#### Dataset ####
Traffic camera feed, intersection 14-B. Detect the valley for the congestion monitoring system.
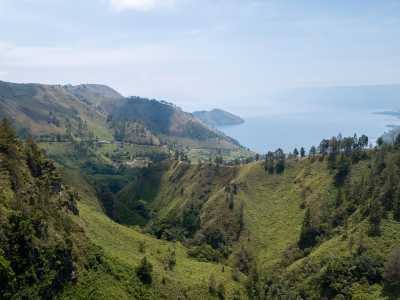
[0,82,400,300]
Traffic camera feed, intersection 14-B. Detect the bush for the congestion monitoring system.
[136,257,153,284]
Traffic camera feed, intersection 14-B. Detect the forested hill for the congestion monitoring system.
[0,81,240,149]
[193,108,244,126]
[111,97,240,148]
[117,138,400,300]
[64,85,240,149]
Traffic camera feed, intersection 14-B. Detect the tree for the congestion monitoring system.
[300,147,306,157]
[382,246,400,286]
[358,134,368,149]
[0,118,18,153]
[173,149,179,160]
[389,129,397,144]
[309,146,317,156]
[293,148,299,159]
[369,199,382,231]
[329,136,339,153]
[318,139,329,155]
[136,257,153,284]
[209,273,217,295]
[353,133,359,149]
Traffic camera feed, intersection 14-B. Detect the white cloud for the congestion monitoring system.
[0,44,188,67]
[107,0,175,11]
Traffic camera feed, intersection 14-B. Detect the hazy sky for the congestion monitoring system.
[0,0,400,110]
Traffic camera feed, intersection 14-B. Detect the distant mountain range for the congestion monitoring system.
[265,84,400,109]
[193,108,244,126]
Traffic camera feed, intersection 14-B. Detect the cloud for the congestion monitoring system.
[0,71,8,79]
[0,44,189,67]
[107,0,175,11]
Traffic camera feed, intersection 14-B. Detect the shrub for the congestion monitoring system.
[136,257,153,284]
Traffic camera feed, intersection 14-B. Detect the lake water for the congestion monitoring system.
[215,109,400,154]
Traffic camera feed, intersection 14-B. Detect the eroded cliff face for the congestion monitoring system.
[0,119,85,299]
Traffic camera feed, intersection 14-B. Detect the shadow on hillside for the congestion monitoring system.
[381,283,400,300]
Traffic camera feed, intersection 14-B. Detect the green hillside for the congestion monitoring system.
[117,141,400,299]
[193,108,244,126]
[86,84,123,98]
[0,120,245,299]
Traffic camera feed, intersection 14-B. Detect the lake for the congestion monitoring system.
[215,109,400,154]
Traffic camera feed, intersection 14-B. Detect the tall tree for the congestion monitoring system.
[382,247,400,286]
[293,148,299,159]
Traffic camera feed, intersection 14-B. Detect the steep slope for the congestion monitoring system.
[64,85,244,149]
[0,81,113,141]
[0,120,252,300]
[86,84,123,98]
[112,97,244,149]
[117,144,400,299]
[193,108,244,126]
[60,168,117,221]
[0,119,85,299]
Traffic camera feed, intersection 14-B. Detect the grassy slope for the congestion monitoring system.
[60,203,244,299]
[0,82,112,140]
[116,158,332,265]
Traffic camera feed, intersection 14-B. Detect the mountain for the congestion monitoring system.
[85,84,123,98]
[0,81,244,193]
[0,119,247,300]
[265,84,400,109]
[193,108,244,126]
[116,145,400,299]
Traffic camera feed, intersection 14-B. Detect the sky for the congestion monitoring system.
[0,0,400,111]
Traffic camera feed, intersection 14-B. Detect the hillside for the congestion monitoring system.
[86,84,123,98]
[116,142,400,299]
[193,108,244,126]
[0,120,252,300]
[265,84,400,110]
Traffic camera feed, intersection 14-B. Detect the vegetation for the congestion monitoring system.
[0,82,400,299]
[193,108,244,126]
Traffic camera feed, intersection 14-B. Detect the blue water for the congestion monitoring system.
[215,110,400,154]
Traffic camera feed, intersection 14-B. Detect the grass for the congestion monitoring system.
[64,203,246,299]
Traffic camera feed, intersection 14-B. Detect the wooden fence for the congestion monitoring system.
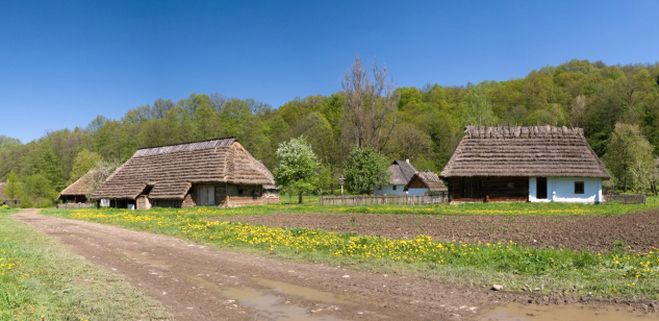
[320,192,449,205]
[604,194,645,204]
[57,203,96,210]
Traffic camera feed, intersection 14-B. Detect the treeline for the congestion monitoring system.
[0,60,659,205]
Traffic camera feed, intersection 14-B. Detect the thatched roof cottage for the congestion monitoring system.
[405,171,448,195]
[373,159,417,195]
[92,138,279,209]
[441,126,609,203]
[58,169,108,204]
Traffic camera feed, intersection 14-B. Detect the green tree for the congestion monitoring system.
[463,85,498,126]
[21,174,57,207]
[69,149,103,184]
[604,123,655,192]
[343,147,389,194]
[275,137,319,204]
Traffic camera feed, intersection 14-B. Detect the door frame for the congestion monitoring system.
[535,177,549,200]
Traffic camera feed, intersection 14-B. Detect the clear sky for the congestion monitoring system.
[0,0,659,142]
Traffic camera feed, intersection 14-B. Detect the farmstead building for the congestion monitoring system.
[406,171,448,196]
[92,138,279,209]
[441,126,609,203]
[0,182,21,206]
[58,169,107,204]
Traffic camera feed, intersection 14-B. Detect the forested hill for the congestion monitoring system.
[0,60,659,205]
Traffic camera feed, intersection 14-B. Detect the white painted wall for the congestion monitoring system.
[529,177,604,203]
[373,185,405,196]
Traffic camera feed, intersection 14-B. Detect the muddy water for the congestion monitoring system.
[222,278,349,321]
[478,304,659,321]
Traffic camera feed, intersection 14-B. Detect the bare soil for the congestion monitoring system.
[222,210,659,251]
[13,210,656,321]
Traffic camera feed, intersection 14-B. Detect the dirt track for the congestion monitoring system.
[13,210,656,321]
[223,210,659,251]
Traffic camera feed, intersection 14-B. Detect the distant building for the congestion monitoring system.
[373,159,416,196]
[58,169,107,204]
[406,171,448,196]
[0,183,21,206]
[441,126,609,203]
[92,138,279,209]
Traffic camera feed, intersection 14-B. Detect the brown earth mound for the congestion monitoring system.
[222,210,659,251]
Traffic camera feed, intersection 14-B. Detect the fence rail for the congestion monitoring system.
[57,203,96,210]
[604,194,645,204]
[320,192,449,205]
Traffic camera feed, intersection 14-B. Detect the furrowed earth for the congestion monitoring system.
[220,209,659,251]
[13,210,657,321]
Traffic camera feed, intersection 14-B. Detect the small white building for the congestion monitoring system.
[441,126,609,203]
[407,171,448,196]
[373,159,416,196]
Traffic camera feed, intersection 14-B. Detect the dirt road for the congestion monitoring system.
[13,210,647,321]
[13,211,496,321]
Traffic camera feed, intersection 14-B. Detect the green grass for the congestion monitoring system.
[47,204,659,299]
[0,209,171,320]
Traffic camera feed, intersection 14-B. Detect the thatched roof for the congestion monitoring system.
[60,169,107,197]
[388,160,416,185]
[441,126,609,179]
[92,138,275,199]
[407,171,448,192]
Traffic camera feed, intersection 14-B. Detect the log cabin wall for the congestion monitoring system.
[448,177,529,201]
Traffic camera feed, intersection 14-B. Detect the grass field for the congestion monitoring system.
[46,198,659,299]
[0,209,171,321]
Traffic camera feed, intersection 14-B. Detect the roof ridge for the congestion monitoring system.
[133,137,238,157]
[137,136,238,151]
[465,125,584,138]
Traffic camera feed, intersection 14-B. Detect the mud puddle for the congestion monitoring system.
[478,304,659,321]
[222,278,350,321]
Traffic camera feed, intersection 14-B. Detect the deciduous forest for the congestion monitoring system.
[0,60,659,205]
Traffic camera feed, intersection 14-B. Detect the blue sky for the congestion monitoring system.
[0,0,659,142]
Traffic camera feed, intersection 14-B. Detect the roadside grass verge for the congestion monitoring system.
[45,209,659,300]
[0,210,171,320]
[129,196,659,216]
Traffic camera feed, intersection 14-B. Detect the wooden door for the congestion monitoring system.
[196,185,215,206]
[535,177,547,199]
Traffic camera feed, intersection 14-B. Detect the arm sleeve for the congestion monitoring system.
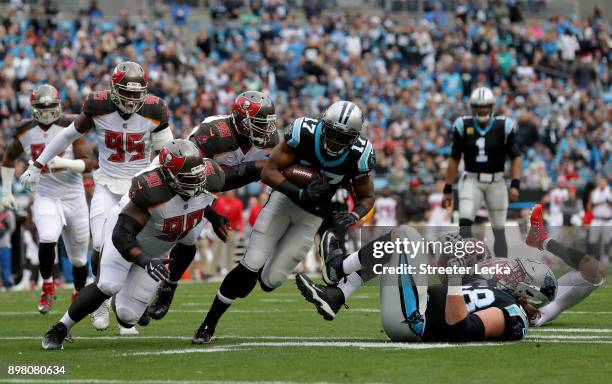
[505,118,521,160]
[222,161,261,191]
[151,127,174,151]
[204,159,226,192]
[36,123,81,166]
[451,118,463,160]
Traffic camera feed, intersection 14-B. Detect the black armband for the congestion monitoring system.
[447,314,485,342]
[222,161,261,191]
[112,213,146,265]
[352,203,372,220]
[276,179,301,201]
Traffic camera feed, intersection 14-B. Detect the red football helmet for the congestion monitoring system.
####
To be done: Rewrite all of the items above, substituting "traffic flow dashboard" for every occurrence of "congestion monitoring system" and keeping everything else the same. Omit the pictures.

Solved problem:
Traffic camera feed, intersection 14-B. Detect the valley for the traffic flow dashboard.
[0,82,400,300]
Traffic camera feed, intersection 14-B. Detect the bush for the traffic flow dashboard.
[136,257,153,284]
Traffic camera feed, intersection 14-B. Detect the forested hill for the traffic flow dashboard.
[0,81,240,149]
[193,108,244,126]
[111,97,240,148]
[117,138,400,300]
[64,85,240,149]
Traffic camera feed, intersection 14-B. Detect the tree for the traffic flow dashboard.
[300,147,306,157]
[382,246,400,286]
[358,134,368,149]
[0,118,18,153]
[173,149,179,160]
[389,129,397,144]
[309,146,317,156]
[293,148,299,159]
[369,199,382,231]
[329,136,339,153]
[318,139,329,155]
[136,257,153,284]
[209,273,217,295]
[353,133,359,149]
Traffic camera feed, intersection 14-B. Detect the white cloud for the traffic flow dashboard.
[0,44,188,67]
[107,0,175,11]
Traffic camera feed, intersection 14-B. Detect the hazy sky for the traffic flow dashboard.
[0,0,400,110]
Traffic camera feed, intersection 14-B. Detect the distant mountain range for the traffic flow dashboard.
[265,84,400,109]
[193,108,244,126]
Traffic camera feed, intersection 14-B. Detect the cloud for the traffic flow dashboard.
[0,71,8,79]
[0,44,189,67]
[107,0,175,11]
Traffic camera feed, intersection 14-B. Detect the shrub for the traffic flow dashboard.
[136,257,153,284]
Traffic camera feed, intersection 14-B. Detect the lake water for the traffic flow dashboard.
[215,109,400,154]
Traffic camera feed, intersection 14-B. Detect the eroded cliff face for the traffic flow dashboard.
[0,119,85,299]
Traffic camera feed, intersection 14-B. Detect the shadow on hillside for the traffic flow dashboard.
[381,283,400,300]
Traffic camera feed, intersection 14-B. Detect the green hillside for the traffic flow dashboard.
[117,141,400,299]
[193,108,244,126]
[86,84,123,98]
[0,120,245,299]
Traffic camera feed, intersection 14-B. Detect the lake for the traffic flow dashboard.
[215,109,400,154]
Traffic camera feed, intersection 14-B. Detect the tall tree for the traffic flow dashboard.
[382,247,400,286]
[293,148,299,159]
Traffic camera feed, intersection 14-B. Detect the steep slope for the traffic flow dashboard.
[64,85,244,149]
[0,81,113,141]
[0,120,252,300]
[86,84,123,98]
[112,97,244,149]
[117,144,400,299]
[193,108,244,126]
[60,168,117,221]
[0,119,85,299]
Traffic camera feed, intersection 14-B. Detect the grassy slope for the traffic flow dashboard.
[60,203,244,299]
[0,82,112,140]
[116,158,332,265]
Traffic camera feed, intersection 14-B. Detect the mountain for the traffic flow dashboard.
[85,84,123,98]
[0,81,244,193]
[0,119,247,300]
[265,84,400,109]
[193,108,244,126]
[116,145,400,299]
Traffic camera feed, intersection 14-B. Detect the sky for the traffic flow dashboard.
[0,0,400,111]
Traffic camera feed, intersection 14-B. Detect the hillside for the traffic flow dashboard.
[86,84,123,98]
[116,142,400,299]
[193,108,244,126]
[0,120,252,300]
[265,84,400,110]
Traffic camera feed, intersection 14-B. Detect the vegetation for the traffic flow dashboard.
[0,82,400,299]
[193,108,244,126]
Traffic camera feed, intersection 14-B. Detect the blue water for the traffic flow dashboard.
[215,110,400,154]
Traffic camera feed, intersection 14-B. Detect the grass for the traffic flow dashboard.
[64,203,246,299]
Traffic camera feed, intersection 14-B. Detect the wooden fence for the traffic flow dashboard.
[320,192,449,205]
[604,194,645,204]
[57,203,96,210]
Traffic camera feed, intersection 14-B. Detect the treeline for the traffic flow dashboard.
[0,60,659,205]
Traffic camera feed, intersection 14-B. Detect the thatched roof cottage for the traffic flow dashboard.
[405,171,448,195]
[373,159,417,195]
[92,138,279,209]
[441,126,609,203]
[58,169,108,204]
Traffic camera feed, intersection 14-B. Detect the green tree for the traffic flow dashboard.
[463,85,498,126]
[21,174,57,207]
[69,149,103,184]
[604,123,655,192]
[343,147,389,194]
[275,137,319,204]
Traffic camera feed, intersection 14-B. Detect the door frame for the traffic flow dashboard.
[535,177,549,200]
Traffic camera feed, intersection 14-B. Detect the clear sky for the traffic flow dashboard.
[0,0,659,142]
Traffic camera feed, intersection 14-B. Detect the farmstead building for the traffic flow dashboard.
[406,171,448,196]
[92,138,279,209]
[441,126,609,203]
[0,182,21,206]
[58,169,107,204]
Traffic camera feed, intersection 14-B. Detect the forested hill for the traffic flow dashboard.
[0,60,659,205]
Traffic camera feed, intersection 14-B. Detect the white painted wall for the traffic flow dashboard.
[529,177,604,203]
[373,185,405,196]
Traffic camera feed, intersection 14-B. Detect the muddy water for the traffic flow dashboard.
[222,278,349,321]
[478,304,659,321]
Traffic camera feed, intersection 14-B. Detect the bare soil for the traffic flow dashboard.
[222,210,659,251]
[13,210,656,321]
Traffic camera feed, intersection 14-B. Detect the dirt track for the traffic flow dashboard.
[13,210,656,321]
[223,210,659,251]
Traffic camera feed, intersection 14-B. Detect the distant building for the traffic flow dashboard.
[373,159,416,196]
[58,169,107,204]
[406,171,448,196]
[0,183,21,206]
[441,126,609,203]
[92,138,279,209]
Traffic camera feed, intersection 14-B. Detect the brown earth mound for the traffic flow dashboard.
[222,210,659,251]
Traffic camera feed, intersection 14-B. Detect the fence rail for the traffic flow dashboard.
[57,203,96,210]
[604,194,645,204]
[320,192,449,205]
Traffic camera feed, intersection 14-B. Detect the furrowed earth for the traffic flow dashboard.
[220,209,659,251]
[13,210,657,321]
Traffic camera feed, intersection 14-B. Detect the small white building for the traffic flow dashboard.
[441,126,609,203]
[407,171,448,196]
[373,159,416,196]
Traffic camera feed, intersection 14-B. Detect the dirt road for the traffic flow dashboard.
[13,210,647,321]
[13,211,496,321]
Traffic camera feed, intersection 14-B. Detect the green grass for the traffic flow dashboard.
[47,204,659,299]
[0,209,171,320]
Traffic camera feed, intersection 14-B. Detect the thatched roof for the traffic flow dashboard.
[60,169,107,197]
[388,160,416,185]
[441,126,609,179]
[92,138,275,199]
[407,171,448,192]
Traffic camera feed, intersection 14-B. Detect the log cabin wall for the traffic flow dashboard.
[448,177,529,201]
Traffic camera feed, intersection 14-B. Detect the grass field for the traffic flow dashboard.
[46,198,659,299]
[0,209,171,321]
Traffic camera feed, intersection 14-B. Detect the roof ridge for the traffic flow dashboard.
[133,137,238,157]
[137,136,238,151]
[465,125,584,138]
Traffic camera feed, intersection 14-B. Detect the mud puddle for the traffic flow dashboard.
[478,304,659,321]
[222,278,350,321]
Traffic camera feed, intersection 14-B. Detect the deciduous forest for the traffic flow dashboard.
[0,60,659,205]
Traffic camera feed, intersection 14-B. Detect the blue sky for the traffic flow dashboard.
[0,0,659,142]
Traffic camera feed, intersection 14-B. Detect the roadside grass verge for the traffic flow dashboard.
[45,209,659,300]
[0,210,171,320]
[129,196,659,216]
Traffic camera feed, intersection 14-B. Detect the wooden door for the traffic flow dashboard.
[196,185,215,206]
[535,177,547,199]
Traffic camera feed, intersection 14-B. Detect the arm sleeve for the traffic flow dashboard.
[505,118,521,160]
[222,161,261,191]
[151,127,174,151]
[204,159,226,192]
[36,123,81,166]
[451,118,463,160]
Traffic camera feed, intersection 14-B. Detect the black armband for the traffic flow dashboard.
[447,314,485,342]
[222,161,261,191]
[112,213,146,265]
[352,203,372,220]
[276,179,301,201]
Traffic camera feed, intersection 14-B. Detect the red football helmet for the traffic flow dashboard.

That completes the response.